[Pointing dataset excerpts]
---------------
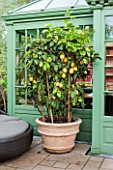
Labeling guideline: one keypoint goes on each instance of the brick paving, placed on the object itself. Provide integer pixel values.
(38, 159)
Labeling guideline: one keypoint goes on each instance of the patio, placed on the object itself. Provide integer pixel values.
(38, 159)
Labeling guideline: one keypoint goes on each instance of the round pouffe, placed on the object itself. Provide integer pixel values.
(15, 138)
(58, 137)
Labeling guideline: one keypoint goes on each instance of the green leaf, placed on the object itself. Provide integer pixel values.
(59, 93)
(55, 91)
(51, 44)
(45, 31)
(83, 53)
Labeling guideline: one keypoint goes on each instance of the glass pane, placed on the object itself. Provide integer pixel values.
(20, 76)
(109, 79)
(20, 96)
(109, 27)
(109, 104)
(109, 53)
(20, 38)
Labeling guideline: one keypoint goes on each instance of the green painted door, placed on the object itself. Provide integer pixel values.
(22, 33)
(102, 129)
(107, 117)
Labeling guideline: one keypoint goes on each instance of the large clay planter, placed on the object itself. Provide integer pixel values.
(58, 138)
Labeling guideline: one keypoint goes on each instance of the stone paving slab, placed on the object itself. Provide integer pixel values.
(39, 159)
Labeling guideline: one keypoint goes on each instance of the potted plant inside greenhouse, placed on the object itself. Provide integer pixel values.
(57, 63)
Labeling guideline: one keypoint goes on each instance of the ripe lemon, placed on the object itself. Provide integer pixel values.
(62, 56)
(65, 60)
(85, 72)
(71, 71)
(63, 75)
(65, 70)
(72, 64)
(75, 68)
(81, 62)
(73, 86)
(60, 85)
(31, 78)
(34, 81)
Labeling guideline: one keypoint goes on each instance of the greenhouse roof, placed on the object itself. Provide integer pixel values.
(49, 5)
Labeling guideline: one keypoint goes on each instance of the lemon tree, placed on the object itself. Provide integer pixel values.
(55, 62)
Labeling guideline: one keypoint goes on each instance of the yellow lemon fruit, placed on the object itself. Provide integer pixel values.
(72, 64)
(85, 72)
(75, 68)
(63, 75)
(54, 97)
(74, 103)
(57, 83)
(62, 56)
(34, 81)
(71, 71)
(60, 85)
(65, 60)
(31, 78)
(65, 70)
(81, 62)
(73, 86)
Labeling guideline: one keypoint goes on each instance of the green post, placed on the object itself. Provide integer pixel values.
(97, 87)
(10, 68)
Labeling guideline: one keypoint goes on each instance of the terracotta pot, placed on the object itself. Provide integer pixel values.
(58, 138)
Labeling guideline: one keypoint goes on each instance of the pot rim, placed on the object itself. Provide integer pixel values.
(38, 121)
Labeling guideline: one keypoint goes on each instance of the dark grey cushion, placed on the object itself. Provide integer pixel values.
(11, 129)
(5, 118)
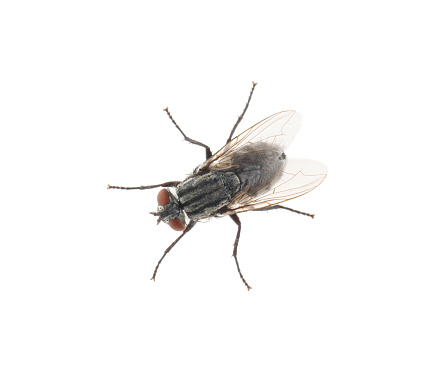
---------------
▸ GOAL: Convert everything from the row containing "of the terracotta" down to the end of the rows into a numbered list, leaving out blank lines and pictures.

▸ IN RESPONSE:
1. Labeling guideline: one keypoint goes on each instance of the terracotta pot, placed on the object itself. Provide integer pixel values.
2. (58, 138)
3. Labeling guideline: one keypoint goes on each instance of the pot rim, placed on the object itself. Provide integer pixel values.
4. (38, 121)
5. Labeling guideline: one keypoint goes on each instance of the dark grey cushion, placed on the object itself. Provide integer pixel values.
6. (11, 129)
7. (5, 118)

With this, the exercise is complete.